» **Problem**: Return the exact lines spanning from the line with "Annotation task — annotate the jeep front grille" through the last line of the entries, boundaries included, and no others.

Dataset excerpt

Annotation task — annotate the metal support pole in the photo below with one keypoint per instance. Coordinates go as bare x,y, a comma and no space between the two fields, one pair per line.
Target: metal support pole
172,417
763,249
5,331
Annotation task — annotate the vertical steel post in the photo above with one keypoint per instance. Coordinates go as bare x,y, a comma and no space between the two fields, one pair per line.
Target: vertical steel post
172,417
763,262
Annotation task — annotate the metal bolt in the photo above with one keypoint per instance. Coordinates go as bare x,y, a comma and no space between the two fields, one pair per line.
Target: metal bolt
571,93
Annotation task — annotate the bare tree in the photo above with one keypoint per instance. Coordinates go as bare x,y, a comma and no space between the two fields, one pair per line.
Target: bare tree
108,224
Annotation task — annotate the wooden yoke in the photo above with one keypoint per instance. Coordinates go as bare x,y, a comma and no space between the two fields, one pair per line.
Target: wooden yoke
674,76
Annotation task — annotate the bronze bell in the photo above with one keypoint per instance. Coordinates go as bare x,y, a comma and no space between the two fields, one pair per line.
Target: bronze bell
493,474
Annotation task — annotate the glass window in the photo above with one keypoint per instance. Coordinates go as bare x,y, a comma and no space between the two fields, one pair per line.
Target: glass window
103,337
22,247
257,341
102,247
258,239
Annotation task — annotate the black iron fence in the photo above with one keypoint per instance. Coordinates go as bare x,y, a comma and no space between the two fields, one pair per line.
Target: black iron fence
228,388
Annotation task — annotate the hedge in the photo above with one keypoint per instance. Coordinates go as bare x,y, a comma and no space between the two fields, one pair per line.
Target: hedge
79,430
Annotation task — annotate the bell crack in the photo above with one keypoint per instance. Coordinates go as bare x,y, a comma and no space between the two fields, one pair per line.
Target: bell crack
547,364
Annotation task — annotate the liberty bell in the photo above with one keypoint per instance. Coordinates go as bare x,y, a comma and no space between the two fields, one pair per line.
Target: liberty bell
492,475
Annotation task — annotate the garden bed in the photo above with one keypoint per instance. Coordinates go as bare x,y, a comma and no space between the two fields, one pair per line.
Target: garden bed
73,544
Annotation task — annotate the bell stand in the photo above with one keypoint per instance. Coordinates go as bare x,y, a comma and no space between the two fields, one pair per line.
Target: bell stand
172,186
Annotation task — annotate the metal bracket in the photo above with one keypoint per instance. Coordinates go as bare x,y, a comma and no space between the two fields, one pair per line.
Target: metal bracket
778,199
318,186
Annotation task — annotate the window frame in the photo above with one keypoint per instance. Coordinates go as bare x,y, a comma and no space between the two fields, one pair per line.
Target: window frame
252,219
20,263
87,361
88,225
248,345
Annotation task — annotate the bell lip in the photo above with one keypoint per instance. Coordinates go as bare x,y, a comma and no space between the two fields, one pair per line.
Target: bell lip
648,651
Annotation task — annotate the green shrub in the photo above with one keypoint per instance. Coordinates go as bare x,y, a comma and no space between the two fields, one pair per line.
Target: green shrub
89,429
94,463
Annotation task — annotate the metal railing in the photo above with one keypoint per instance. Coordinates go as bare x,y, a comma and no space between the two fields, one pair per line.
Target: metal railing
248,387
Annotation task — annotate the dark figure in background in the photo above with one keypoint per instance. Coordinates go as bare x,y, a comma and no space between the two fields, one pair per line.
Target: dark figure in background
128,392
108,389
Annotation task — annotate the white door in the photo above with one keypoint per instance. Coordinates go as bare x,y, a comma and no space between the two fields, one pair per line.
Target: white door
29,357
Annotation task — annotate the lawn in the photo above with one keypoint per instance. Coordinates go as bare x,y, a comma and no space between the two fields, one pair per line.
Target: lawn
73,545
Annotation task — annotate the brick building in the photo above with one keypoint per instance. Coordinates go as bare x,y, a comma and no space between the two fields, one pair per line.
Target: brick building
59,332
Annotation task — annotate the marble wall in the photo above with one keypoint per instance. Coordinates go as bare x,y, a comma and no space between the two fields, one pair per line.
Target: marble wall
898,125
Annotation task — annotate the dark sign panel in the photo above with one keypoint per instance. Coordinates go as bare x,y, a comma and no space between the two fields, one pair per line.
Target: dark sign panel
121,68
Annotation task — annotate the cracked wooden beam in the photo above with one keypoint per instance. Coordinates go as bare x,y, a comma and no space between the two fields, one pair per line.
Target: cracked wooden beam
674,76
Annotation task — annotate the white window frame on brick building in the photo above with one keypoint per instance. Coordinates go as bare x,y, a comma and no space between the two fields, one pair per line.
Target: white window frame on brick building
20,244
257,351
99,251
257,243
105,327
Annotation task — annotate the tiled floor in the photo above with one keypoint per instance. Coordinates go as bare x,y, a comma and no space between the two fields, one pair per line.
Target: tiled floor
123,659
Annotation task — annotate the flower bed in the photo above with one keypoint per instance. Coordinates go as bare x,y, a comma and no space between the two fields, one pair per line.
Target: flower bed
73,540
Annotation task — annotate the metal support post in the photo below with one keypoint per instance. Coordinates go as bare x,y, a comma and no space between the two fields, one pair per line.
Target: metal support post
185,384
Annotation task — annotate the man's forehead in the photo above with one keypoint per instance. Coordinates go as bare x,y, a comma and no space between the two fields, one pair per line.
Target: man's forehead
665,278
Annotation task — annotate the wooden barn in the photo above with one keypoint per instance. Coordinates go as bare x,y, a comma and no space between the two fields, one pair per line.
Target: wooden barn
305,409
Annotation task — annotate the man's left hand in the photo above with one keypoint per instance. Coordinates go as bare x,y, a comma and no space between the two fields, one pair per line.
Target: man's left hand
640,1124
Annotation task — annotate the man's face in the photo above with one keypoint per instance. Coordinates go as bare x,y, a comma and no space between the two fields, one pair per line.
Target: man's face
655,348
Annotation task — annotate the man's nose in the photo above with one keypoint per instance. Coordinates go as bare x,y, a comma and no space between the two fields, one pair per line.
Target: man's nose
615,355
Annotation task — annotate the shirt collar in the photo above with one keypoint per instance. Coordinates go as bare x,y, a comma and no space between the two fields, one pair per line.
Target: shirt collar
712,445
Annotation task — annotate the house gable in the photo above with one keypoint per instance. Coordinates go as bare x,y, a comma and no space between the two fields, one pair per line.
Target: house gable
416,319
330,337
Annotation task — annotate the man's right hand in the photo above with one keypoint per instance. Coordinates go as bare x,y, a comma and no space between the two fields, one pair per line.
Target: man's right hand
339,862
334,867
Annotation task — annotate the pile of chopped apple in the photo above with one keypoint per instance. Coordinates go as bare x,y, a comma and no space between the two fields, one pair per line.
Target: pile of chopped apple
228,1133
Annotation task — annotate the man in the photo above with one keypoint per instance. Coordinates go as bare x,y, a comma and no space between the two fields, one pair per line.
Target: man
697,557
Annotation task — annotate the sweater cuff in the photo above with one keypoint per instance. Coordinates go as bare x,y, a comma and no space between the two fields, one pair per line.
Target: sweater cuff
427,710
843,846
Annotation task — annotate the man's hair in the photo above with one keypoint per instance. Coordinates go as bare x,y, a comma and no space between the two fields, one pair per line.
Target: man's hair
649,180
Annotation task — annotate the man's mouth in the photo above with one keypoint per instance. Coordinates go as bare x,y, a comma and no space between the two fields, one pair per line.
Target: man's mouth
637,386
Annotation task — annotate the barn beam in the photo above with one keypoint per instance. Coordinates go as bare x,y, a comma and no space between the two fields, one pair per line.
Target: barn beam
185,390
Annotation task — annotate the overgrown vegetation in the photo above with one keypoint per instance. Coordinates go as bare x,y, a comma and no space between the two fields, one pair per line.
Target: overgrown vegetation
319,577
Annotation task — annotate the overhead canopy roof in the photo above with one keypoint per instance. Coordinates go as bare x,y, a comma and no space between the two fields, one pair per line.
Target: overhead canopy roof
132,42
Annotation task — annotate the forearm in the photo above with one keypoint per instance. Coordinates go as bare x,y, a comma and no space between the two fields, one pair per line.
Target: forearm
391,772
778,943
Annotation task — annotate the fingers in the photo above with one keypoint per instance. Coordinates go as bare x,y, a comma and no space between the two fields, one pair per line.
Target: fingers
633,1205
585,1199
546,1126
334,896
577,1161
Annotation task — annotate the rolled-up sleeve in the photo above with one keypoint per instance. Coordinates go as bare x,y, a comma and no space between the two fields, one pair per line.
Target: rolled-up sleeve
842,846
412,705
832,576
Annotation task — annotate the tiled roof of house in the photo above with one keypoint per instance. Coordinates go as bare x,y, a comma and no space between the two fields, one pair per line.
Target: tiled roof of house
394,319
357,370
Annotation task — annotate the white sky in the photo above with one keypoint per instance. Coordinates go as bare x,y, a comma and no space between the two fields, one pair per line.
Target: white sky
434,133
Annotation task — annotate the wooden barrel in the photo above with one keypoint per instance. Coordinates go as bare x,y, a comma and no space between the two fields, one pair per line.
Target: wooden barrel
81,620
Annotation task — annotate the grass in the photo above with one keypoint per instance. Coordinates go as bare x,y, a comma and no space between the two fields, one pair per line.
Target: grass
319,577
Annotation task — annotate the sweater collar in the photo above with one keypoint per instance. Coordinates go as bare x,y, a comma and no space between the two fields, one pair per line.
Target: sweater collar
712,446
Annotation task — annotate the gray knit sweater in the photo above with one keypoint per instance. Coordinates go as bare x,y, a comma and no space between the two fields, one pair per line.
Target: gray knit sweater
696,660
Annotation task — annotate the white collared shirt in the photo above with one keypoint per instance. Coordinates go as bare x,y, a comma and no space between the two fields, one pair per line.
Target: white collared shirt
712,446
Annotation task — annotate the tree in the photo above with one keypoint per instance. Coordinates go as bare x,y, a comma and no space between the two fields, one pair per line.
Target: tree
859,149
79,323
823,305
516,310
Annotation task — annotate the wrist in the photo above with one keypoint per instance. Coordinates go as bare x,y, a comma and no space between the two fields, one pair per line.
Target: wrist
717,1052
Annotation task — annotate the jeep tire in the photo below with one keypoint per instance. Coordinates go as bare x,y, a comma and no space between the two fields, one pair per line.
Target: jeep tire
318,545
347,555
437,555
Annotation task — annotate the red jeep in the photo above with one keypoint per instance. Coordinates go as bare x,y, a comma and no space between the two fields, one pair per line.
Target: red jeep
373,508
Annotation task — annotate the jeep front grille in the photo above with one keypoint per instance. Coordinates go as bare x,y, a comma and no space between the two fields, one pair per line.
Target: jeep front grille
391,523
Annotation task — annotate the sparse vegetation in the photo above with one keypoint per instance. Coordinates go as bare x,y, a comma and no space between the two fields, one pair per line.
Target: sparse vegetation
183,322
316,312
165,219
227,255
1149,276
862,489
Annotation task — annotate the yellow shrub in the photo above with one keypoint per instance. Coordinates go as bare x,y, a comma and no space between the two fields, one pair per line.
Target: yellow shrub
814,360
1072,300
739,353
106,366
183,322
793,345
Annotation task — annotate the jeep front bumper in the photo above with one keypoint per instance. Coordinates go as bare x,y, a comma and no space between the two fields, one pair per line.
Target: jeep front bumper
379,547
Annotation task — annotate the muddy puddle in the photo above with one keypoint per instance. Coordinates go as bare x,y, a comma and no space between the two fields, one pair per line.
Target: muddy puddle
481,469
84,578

» **Reply**:
Annotation task — annotate the jeep front grille in the photo above with one keypoint per instance. Coordinates go as bare x,y, a comma and no space between the two fields, one pair per line.
Target: jeep front grille
391,523
Annotation task — annotate the sparse vegetation in the photo above with one keypoint per instance. Coordinates go as bare x,y, a comma and no space between the two fields, one pair per line.
Target: sparse vegetation
183,322
316,312
165,219
227,255
1149,276
862,489
Annotation task — annotate the yellow shrub in the photo above with one keypoint per instance. Coordinates go as bare x,y, a comma and no space between the two fields, one pair per line.
Target: yellow shrub
814,360
1072,300
739,353
106,366
183,322
793,345
Annotation task — annotate the jeep front bumper in the photo above with one keypoint per instance. Coordinates go as bare x,y, a comma and no space between the two fields, one pair per line.
Target: jeep front bumper
379,547
Annotation task — annotate the muddy puddle in the photo above with one keypoint per instance. Coordinates go as bare x,y, a comma and no space between the two fields, one pair per line.
Target: muddy puddle
481,469
84,578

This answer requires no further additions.